### Given passage
-*-

Don’t look now, but those battered banks may just survive after all—if only our federal government would let them get out of jail.
Wells Fargo led off this reanimation by pre-announcing a surprising $3 billion-plus in first-quarter earnings last week. Goldman Sachs followed up on Monday night, bumping up its first-quarter earnings report a day early to reveal it had reaped net income of $1.81 billion or $3.39 a share, double what Wall Street had expected.
Morgan Stanley and Citigroup could be a buzzkill if they report bleak results. Still ... At long last we see a ray of hope. So, inevitably, the next question arises: How long will it take for President Obama and Congress to find something odious in the banks’ rebound? As in: We rescued these financial Gullivers with taxpayer dollars—how dare they turn a profit!

-*-

### Extracted information

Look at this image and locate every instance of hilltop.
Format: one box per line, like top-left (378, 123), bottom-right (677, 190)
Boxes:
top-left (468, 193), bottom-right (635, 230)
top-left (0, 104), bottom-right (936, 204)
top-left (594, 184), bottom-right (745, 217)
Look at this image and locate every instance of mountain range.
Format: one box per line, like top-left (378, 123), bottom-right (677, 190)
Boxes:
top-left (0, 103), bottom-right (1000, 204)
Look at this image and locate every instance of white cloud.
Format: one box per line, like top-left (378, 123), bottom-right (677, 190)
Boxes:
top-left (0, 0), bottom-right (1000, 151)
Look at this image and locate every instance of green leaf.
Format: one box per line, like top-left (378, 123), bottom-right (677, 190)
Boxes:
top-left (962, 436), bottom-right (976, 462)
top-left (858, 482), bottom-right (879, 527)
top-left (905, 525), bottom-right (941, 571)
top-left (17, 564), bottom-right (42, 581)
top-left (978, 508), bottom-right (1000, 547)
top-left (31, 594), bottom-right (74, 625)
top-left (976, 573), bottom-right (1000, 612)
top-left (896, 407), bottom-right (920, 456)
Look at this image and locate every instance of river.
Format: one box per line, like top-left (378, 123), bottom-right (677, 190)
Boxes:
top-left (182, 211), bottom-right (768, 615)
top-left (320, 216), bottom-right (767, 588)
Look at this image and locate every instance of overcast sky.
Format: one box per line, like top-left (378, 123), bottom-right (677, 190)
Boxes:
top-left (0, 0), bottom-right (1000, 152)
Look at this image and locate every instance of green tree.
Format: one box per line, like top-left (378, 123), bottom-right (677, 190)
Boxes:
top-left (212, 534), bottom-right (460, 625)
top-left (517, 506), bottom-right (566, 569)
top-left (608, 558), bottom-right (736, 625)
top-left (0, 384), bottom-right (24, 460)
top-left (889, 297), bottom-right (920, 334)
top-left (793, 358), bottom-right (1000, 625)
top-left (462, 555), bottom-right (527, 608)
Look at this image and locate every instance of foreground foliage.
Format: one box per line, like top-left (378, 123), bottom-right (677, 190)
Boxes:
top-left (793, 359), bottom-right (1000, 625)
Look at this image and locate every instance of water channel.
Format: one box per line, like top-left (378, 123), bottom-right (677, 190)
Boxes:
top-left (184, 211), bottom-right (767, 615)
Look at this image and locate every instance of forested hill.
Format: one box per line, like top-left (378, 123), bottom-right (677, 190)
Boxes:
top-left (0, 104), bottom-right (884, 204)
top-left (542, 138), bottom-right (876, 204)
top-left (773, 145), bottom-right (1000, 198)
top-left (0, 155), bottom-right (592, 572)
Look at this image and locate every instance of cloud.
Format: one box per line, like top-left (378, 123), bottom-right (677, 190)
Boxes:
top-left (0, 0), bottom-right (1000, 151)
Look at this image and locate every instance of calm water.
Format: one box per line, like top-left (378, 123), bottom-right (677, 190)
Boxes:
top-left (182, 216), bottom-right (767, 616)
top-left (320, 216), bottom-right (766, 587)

-*-

### Problems to solve
1. Decide whether each statement below agrees with the passage on bank earnings above, answering yes or no and quoting the exact words of the passage that settle it.
(a) Goldman Sachs released its first-quarter earnings report a day early.
(b) Goldman Sachs's net income matched what Wall Street had expected.
(c) Wells Fargo pre-announced first-quarter earnings of about $1.81 billion.
2. Answer these questions using the passage on bank earnings above.
(a) Which bank led off by pre-announcing its first-quarter earnings?
(b) What per-share figure did Goldman Sachs report?
(c) Which two banks could be a buzzkill if they report bleak results?
3. Duplicate the part of the passage on bank earnings above from "Wells Fargo led" up to and including "turn a profit!".

### Responses
1.
(a) Yes: "bumping up its first-quarter earnings report a day early"
(b) No: "double what Wall Street had expected"
(c) No: "pre-announcing a surprising $3 billion-plus in first-quarter earnings"

2.
(a) Wells Fargo
(b) $3.39 a share
(c) Morgan Stanley and Citigroup

3.
Wells Fargo led off this reanimation by pre-announcing a surprising $3 billion-plus in first-quarter earnings last week. Goldman Sachs followed up on Monday night, bumping up its first-quarter earnings report a day early to reveal it had reaped net income of $1.81 billion or $3.39 a share, double what Wall Street had expected.
Morgan Stanley and Citigroup could be a buzzkill if they report bleak results. Still ... At long last we see a ray of hope. So, inevitably, the next question arises: How long will it take for President Obama and Congress to find something odious in the banks’ rebound? As in: We rescued these financial Gullivers with taxpayer dollars—how dare they turn a profit!